EXTRAIT.
◆ ◆ ◆

Contrairement à ce que laissaient entendre les déclarations de Ségolène Royal, la ministre de l'Environnement, mercredi devant l'Assemblée nationale, qui avait affirmé que les sociétés concessionnaires d'autoroutes (SCA) avaient renoncé « à la hausse des tarifs », insinuant même qu'elles étaient prêtes à s'assoir sur un quelconque « rattrapage » à la suite du blocage des prix des péages décidé fin janvier, il n'en sera rien du tout. Que les usagers s'y préparent, un rattrapage « euro pour euro » aura bien lieu, a-t-on appris ce vendredi, et ce sera bien à eux qu'il incombera de payer la note ! Peut-être pas dès cette année, ni l'an prochain, certes, mais durant cinq ans à partir de 2018, voire l'année suivante, comme évoqué un peu plus tôt par Les Echos

En pratique cela veut dire quoi ? Qu'en plus des augmentations des prix des péages annuelles, les sociétés d'autoroutes dites historiques, qui gèrent plus de 90 % du réseau autoroutier, seront bien autorisées à rajouter une hausse supplémentaire, de l'ordre de 0,40 % selon nos informations, pour compenser le manque à gagner de cette année. Quel manque à gagner ? Il ne faut pas oublier que les hausses annuelles des tarifs des péages sont en effet contractuelles, le blocage des prix décidé de manière unilatérale par le gouvernement fin janvier était donc tout à fait contraire aux contrats de concession qui le lient à ces sociétés privées. Et il va falloir accepter que celles-ci puissent donc se « rattraper » !

 

Un rattrapage en cinq ans, de l'ordre de 0,40% par an

en plus des hausses habituelles !

◆ ◆ ◆

CONSIGNES. Dans l'extrait sur les péages d'autoroute ci-dessus, condensez sous forme de liste le paragraphe commençant par « En pratique cela veut dire quoi ? » en conservant ses faits principaux.

DONNÉES.
◆ ◆ ◆

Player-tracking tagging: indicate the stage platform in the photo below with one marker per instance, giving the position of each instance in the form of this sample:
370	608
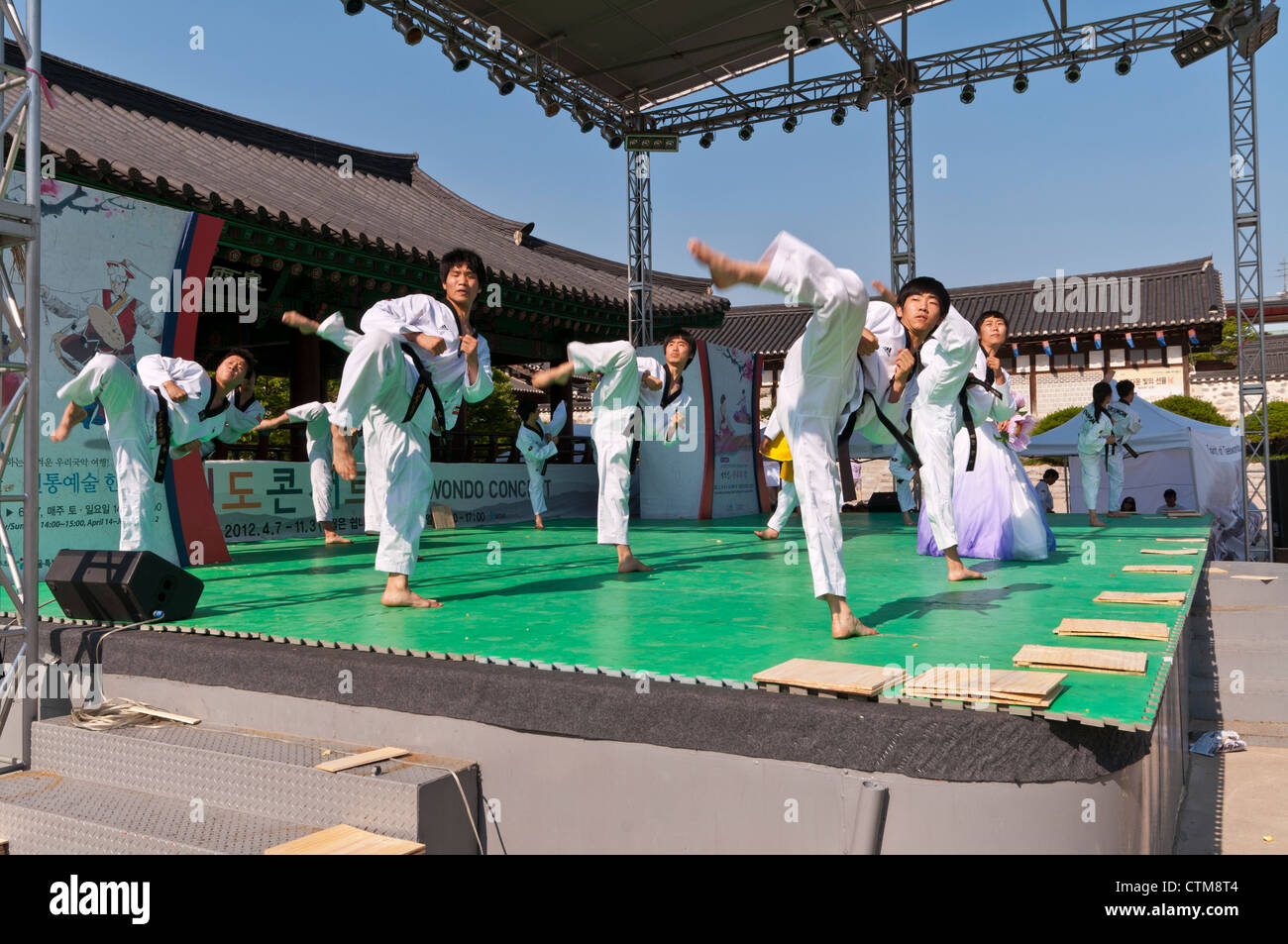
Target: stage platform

◆ ◆ ◆

RÉSULTAT.
- En plus des hausses annuelles des péages, les sociétés d'autoroutes dites historiques, qui gèrent plus de 90 % du réseau, pourront appliquer une hausse supplémentaire, d'environ 0,40 % d'après les informations de l'article.
- Cette hausse doit compenser le manque à gagner de cette année.
- Les hausses annuelles des tarifs sont contractuelles.
- Le blocage des prix décidé unilatéralement par le gouvernement fin janvier allait donc à l'encontre des contrats de concession.
- Ces sociétés privées pourront par conséquent se « rattraper ».